**WRITTEN EXERCISE 1**
Filter the entries below and copy out every line that contains the word "horse".

### EXTRACT TO READ

Morris Probabilistic Counter
Published by Robert Morris from Bell Laboratories in Counting Large Numbers of Events in Small Registers in Communications of the ACM vol. 21, 10 (1977), 840–842.
Algorithm
Psedo-code
INITIALLY: C = 1 INCREMENT: If (random() <= 2-C) C = C + 1
In words: when incrementing the value C, "flip a coin" C times. If you get "Heads" each time, then increment C. Otherwise, do nothing.
Code in Scala
class MC() {
var C = 1;
val r = scala.util.Random
def Inc() : Unit = {
if (r.nextDouble < math.pow(2,-C)) C = C + 1
}
def getC():Int = {C}
def getE():Double = {math.pow(2,C) - 2.0}
}
Theorem
Let $C_n$ be the value stored in Morris Counter after $n$ increments. Then
$$ \mathrm{E}[2^{C_n}] = n+2 \quad and \quad \mathrm{var}(2^{C_n}) = \frac12 n(n+1) ~. $$From this theorem we deduce that the random variable $R = 2^{C_n}-2$ is an unbiased estimator of the number $n$.
Proof
It is clear that $2^{C_0} = 2$. Next we have $$ \begin{gather*} E[2^{C_{n+1}}] = \sum_k 2^k \Pr[C_{n+1}=k] = \\ \sum_k 2^k \Pr[C_{n+1}=k|C_n=k]\Pr[C_n=k] + \sum_k 2^k \Pr[C_{n+1}=k|C_n=k-1]\Pr[C_n=k-1] = \\ \sum_k 2^k \left(1- \left(\frac12\right)^k\right) \Pr[C_n=k] + \sum_k 2^k \left(\frac12\right)^{k-1}\Pr[C_n=k-1] = \\ (E[2^{C_n}] - 1) + 2\cdot 1 = E[2^{C_n}]+1~. \end{gather*} $$ Therefore $E[2^{C_n}] = n+2$.

######
### DATA LISTING

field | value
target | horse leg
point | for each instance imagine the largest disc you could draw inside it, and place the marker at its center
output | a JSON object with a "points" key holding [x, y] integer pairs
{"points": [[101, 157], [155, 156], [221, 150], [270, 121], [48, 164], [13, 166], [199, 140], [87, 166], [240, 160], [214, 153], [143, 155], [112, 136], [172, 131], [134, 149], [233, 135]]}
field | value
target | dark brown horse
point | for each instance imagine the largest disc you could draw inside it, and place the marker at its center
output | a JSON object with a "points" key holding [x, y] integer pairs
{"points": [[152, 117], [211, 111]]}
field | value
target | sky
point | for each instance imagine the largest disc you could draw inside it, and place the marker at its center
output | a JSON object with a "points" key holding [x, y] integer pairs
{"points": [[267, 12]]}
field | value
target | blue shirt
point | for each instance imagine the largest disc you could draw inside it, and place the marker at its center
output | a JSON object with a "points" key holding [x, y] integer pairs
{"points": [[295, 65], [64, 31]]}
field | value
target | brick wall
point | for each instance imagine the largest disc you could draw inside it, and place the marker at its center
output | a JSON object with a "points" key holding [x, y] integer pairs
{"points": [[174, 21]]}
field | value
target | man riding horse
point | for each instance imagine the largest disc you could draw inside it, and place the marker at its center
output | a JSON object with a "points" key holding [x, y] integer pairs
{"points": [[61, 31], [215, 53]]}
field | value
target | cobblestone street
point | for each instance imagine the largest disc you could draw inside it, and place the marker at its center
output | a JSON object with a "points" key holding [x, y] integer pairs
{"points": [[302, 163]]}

######
### DATA LISTING

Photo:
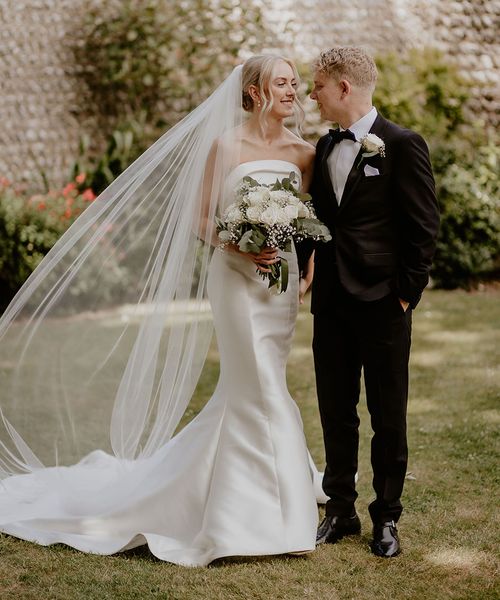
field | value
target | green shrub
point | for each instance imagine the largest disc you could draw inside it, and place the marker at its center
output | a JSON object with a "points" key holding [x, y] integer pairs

######

**WRITTEN EXERCISE 2**
In which journal did the Morris probabilistic counter page say the counting method was published?

**SOLUTION 1**
target | horse leg
target | dark brown horse
target | man riding horse

**SOLUTION 2**
Communications of the ACM